-- Task prompt --
Through to the final line, write out the records below exactly, omitting any images they contain.

-- Records for this exercise --
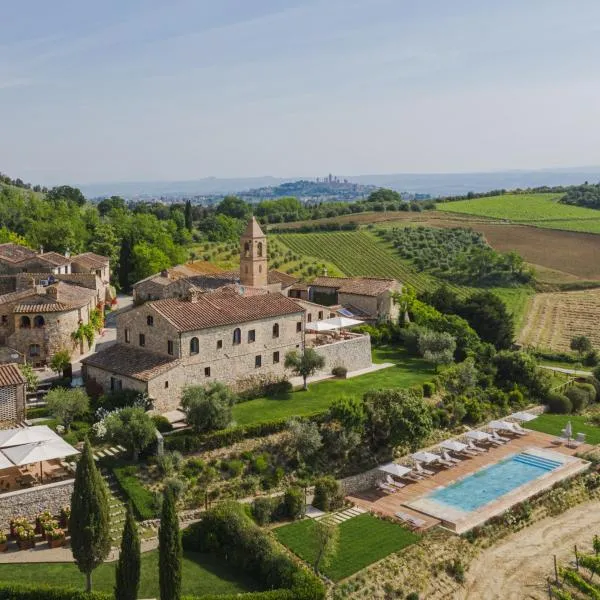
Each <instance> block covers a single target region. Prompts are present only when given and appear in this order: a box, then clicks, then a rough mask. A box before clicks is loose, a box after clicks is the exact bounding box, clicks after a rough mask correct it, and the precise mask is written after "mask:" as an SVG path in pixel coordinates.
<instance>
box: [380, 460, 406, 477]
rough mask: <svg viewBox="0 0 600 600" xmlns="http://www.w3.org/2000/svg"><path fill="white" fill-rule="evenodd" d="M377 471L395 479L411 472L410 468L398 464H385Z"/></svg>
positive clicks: (395, 463) (389, 463) (382, 465)
mask: <svg viewBox="0 0 600 600" xmlns="http://www.w3.org/2000/svg"><path fill="white" fill-rule="evenodd" d="M379 470H380V471H384V472H385V473H390V474H392V475H395V476H396V477H403V476H404V475H406V474H407V473H410V472H411V471H412V469H411V468H409V467H405V466H404V465H399V464H398V463H387V464H385V465H381V466H380V467H379Z"/></svg>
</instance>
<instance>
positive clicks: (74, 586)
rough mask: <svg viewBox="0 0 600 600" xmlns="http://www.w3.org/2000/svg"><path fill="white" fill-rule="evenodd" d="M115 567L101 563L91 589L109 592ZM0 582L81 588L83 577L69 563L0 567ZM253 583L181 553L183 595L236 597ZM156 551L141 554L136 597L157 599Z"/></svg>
mask: <svg viewBox="0 0 600 600" xmlns="http://www.w3.org/2000/svg"><path fill="white" fill-rule="evenodd" d="M115 565H116V562H113V563H105V564H103V565H101V566H100V567H98V568H97V569H96V570H95V571H94V573H93V574H92V582H93V586H94V590H96V591H100V592H112V591H113V589H114V585H115ZM0 581H2V582H4V583H24V582H26V583H28V584H34V585H35V584H46V585H56V586H58V587H65V586H66V587H73V588H77V589H80V590H83V589H84V588H85V576H84V575H83V574H82V573H81V572H80V571H79V570H78V569H77V566H76V565H75V564H71V563H36V564H35V565H32V564H1V565H0ZM257 589H259V588H258V586H257V584H256V583H255V582H254V581H252V580H250V579H248V578H247V577H244V575H243V574H241V573H240V572H239V571H237V570H235V569H232V568H229V567H228V566H227V565H226V564H225V563H224V562H223V561H220V560H219V559H217V558H216V557H213V556H211V555H207V554H198V553H194V552H185V553H184V558H183V583H182V592H183V594H189V595H194V596H201V595H206V594H215V595H217V594H218V595H221V594H238V593H243V592H249V591H256V590H257ZM158 595H159V587H158V551H156V550H155V551H152V552H148V553H145V554H142V573H141V578H140V591H139V597H140V598H158Z"/></svg>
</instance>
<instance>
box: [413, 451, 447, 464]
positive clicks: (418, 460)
mask: <svg viewBox="0 0 600 600" xmlns="http://www.w3.org/2000/svg"><path fill="white" fill-rule="evenodd" d="M410 457H411V458H412V459H413V460H416V461H417V462H424V463H425V464H426V465H428V464H429V463H432V462H436V461H437V460H440V457H439V456H438V455H437V454H433V452H415V453H414V454H411V455H410Z"/></svg>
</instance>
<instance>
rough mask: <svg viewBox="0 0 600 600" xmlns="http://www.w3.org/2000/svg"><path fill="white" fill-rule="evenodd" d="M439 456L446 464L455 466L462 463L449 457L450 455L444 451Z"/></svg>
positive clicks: (449, 456) (460, 458)
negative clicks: (445, 460)
mask: <svg viewBox="0 0 600 600" xmlns="http://www.w3.org/2000/svg"><path fill="white" fill-rule="evenodd" d="M441 456H442V458H443V459H444V460H447V461H448V462H451V463H454V464H455V465H457V464H458V463H459V462H462V459H461V458H456V457H454V456H450V454H449V453H448V452H447V451H446V450H444V451H443V452H442V455H441Z"/></svg>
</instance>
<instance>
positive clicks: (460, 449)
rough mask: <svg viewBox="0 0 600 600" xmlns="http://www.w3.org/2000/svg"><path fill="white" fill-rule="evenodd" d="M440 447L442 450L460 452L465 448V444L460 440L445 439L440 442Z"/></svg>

-- Problem solution --
Each <instance> block covers a single target region. Prompts are present only when given and appear in this order: a box, then clicks, then a rough mask. A box before clicks is loose, a box after clicks is the exact bounding box, clicks after a rough mask correct it, and the precise mask is written after "mask:" as an SVG path in pixel coordinates.
<instance>
box: [380, 460, 406, 477]
rough mask: <svg viewBox="0 0 600 600" xmlns="http://www.w3.org/2000/svg"><path fill="white" fill-rule="evenodd" d="M377 471L395 479L411 472L410 468L398 464H385Z"/></svg>
positive clicks: (395, 463) (389, 463) (382, 465)
mask: <svg viewBox="0 0 600 600" xmlns="http://www.w3.org/2000/svg"><path fill="white" fill-rule="evenodd" d="M379 470H380V471H384V472H385V473H390V474H392V475H395V476H396V477H403V476H404V475H406V474H407V473H410V472H411V471H412V469H411V468H409V467H405V466H404V465H399V464H398V463H387V464H385V465H381V466H380V467H379Z"/></svg>
</instance>
<instance>
positive clicks: (74, 586)
rough mask: <svg viewBox="0 0 600 600" xmlns="http://www.w3.org/2000/svg"><path fill="white" fill-rule="evenodd" d="M115 567L101 563L91 589L109 592ZM0 582L81 588L83 577L69 563L0 567ZM253 583L181 553L183 595L236 597ZM156 551L141 554L136 597L157 599Z"/></svg>
mask: <svg viewBox="0 0 600 600" xmlns="http://www.w3.org/2000/svg"><path fill="white" fill-rule="evenodd" d="M115 565H116V562H113V563H105V564H103V565H101V566H100V567H98V568H97V569H96V570H95V571H94V573H93V574H92V582H93V586H94V590H96V591H100V592H112V591H113V589H114V585H115ZM0 581H2V582H4V583H24V582H26V583H28V584H34V585H35V584H46V585H56V586H58V587H65V586H66V587H73V588H77V589H80V590H83V589H84V588H85V576H84V575H83V574H82V573H81V572H80V571H79V570H78V569H77V566H76V565H75V564H71V563H36V564H35V565H32V564H1V565H0ZM257 589H259V588H258V586H257V584H256V583H255V582H254V581H252V580H250V579H248V578H247V577H244V575H243V574H241V573H240V572H239V571H237V570H235V569H232V568H229V567H228V566H227V565H226V564H225V563H224V562H223V561H220V560H219V559H217V558H216V557H213V556H211V555H207V554H198V553H194V552H185V553H184V558H183V583H182V592H183V594H189V595H194V596H201V595H206V594H215V595H217V594H218V595H221V594H238V593H243V592H249V591H256V590H257ZM158 595H159V587H158V551H156V550H155V551H152V552H148V553H145V554H142V573H141V578H140V591H139V597H140V598H158Z"/></svg>
</instance>
<instance>
box: [413, 451, 447, 464]
positive clicks: (418, 460)
mask: <svg viewBox="0 0 600 600" xmlns="http://www.w3.org/2000/svg"><path fill="white" fill-rule="evenodd" d="M410 457H411V458H412V459H413V460H416V461H417V462H424V463H425V464H426V465H428V464H429V463H432V462H436V461H437V460H440V457H439V456H438V455H437V454H433V452H415V453H414V454H411V455H410Z"/></svg>
</instance>
<instance>
rough mask: <svg viewBox="0 0 600 600" xmlns="http://www.w3.org/2000/svg"><path fill="white" fill-rule="evenodd" d="M439 456L446 464L455 466L462 463L449 457L450 455L444 451Z"/></svg>
positive clicks: (449, 456) (460, 458)
negative clicks: (445, 460)
mask: <svg viewBox="0 0 600 600" xmlns="http://www.w3.org/2000/svg"><path fill="white" fill-rule="evenodd" d="M441 456H442V458H443V459H444V460H447V461H448V462H451V463H454V464H455V465H457V464H458V463H459V462H462V459H461V458H456V457H454V456H450V454H449V453H448V452H447V451H446V450H444V451H443V452H442V455H441Z"/></svg>
</instance>
<instance>
positive clicks: (460, 449)
rough mask: <svg viewBox="0 0 600 600" xmlns="http://www.w3.org/2000/svg"><path fill="white" fill-rule="evenodd" d="M440 447L442 450L460 452L465 448V444L460 440L445 439L440 442Z"/></svg>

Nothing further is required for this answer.